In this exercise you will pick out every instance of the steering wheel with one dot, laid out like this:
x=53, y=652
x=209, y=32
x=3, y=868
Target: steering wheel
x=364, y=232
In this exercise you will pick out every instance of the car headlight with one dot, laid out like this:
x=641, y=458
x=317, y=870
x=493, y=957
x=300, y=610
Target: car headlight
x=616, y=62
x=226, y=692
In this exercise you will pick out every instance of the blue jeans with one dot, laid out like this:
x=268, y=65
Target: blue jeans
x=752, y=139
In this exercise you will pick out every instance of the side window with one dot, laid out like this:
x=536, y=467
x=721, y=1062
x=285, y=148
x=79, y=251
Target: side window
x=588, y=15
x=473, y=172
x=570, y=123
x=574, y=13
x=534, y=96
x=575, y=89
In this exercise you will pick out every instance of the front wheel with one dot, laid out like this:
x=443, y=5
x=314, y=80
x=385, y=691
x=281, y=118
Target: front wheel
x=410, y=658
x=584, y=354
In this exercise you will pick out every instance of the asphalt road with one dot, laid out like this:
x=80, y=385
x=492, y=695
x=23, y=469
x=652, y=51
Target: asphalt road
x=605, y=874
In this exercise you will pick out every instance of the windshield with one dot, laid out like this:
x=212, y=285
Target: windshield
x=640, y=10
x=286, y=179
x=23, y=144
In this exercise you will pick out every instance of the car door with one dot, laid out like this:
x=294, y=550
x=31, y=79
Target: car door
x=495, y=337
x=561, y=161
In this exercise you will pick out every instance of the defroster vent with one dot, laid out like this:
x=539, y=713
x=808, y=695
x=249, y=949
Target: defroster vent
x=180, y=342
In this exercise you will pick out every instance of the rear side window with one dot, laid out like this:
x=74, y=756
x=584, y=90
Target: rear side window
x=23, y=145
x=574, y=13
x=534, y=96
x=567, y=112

TASK OBJECTIVE
Retype the listing exactly, in full.

ANSWER BELOW
In this exercise you will pick out every instance of the steering wheel with one dot, laid out like this:
x=53, y=652
x=209, y=32
x=3, y=868
Target: steering wheel
x=364, y=232
In this exercise you will pick out every instance of the car headlight with one dot, laid out like this:
x=641, y=458
x=317, y=870
x=493, y=957
x=300, y=610
Target: car headlight
x=616, y=62
x=226, y=692
In this exercise you will pick out every instance of the blue jeans with one dot, laid out like this:
x=268, y=65
Target: blue jeans
x=752, y=139
In this exercise you will pick out every instance of the side window with one dot, laid out like this:
x=536, y=467
x=721, y=1062
x=285, y=148
x=79, y=251
Target: side window
x=588, y=15
x=473, y=172
x=570, y=123
x=574, y=13
x=534, y=96
x=575, y=89
In this exercise you will pick out every instance of the front wheel with one dot, laid out like this:
x=443, y=5
x=314, y=80
x=385, y=691
x=281, y=118
Target: front wheel
x=410, y=658
x=584, y=354
In this exercise you will pick out every instance of the asphalt road with one dot, laid out like this:
x=80, y=385
x=492, y=695
x=23, y=469
x=652, y=51
Target: asphalt road
x=605, y=874
In this exercise you will pick out every instance of the windshield with one dot, laid out like this:
x=212, y=285
Target: windshield
x=640, y=10
x=286, y=179
x=23, y=144
In this exercise you will pick out every instance of the car door with one dot, laid out like this:
x=294, y=550
x=31, y=79
Target: car door
x=495, y=337
x=561, y=161
In this exercise you will pick out every instance of the defroster vent with one dot, laid out like this:
x=539, y=713
x=808, y=695
x=249, y=949
Target: defroster vent
x=180, y=342
In this exercise you will pick out every instance of the rear side window with one dot, laid out like this:
x=74, y=756
x=584, y=90
Target: rear side window
x=23, y=145
x=574, y=13
x=534, y=96
x=567, y=112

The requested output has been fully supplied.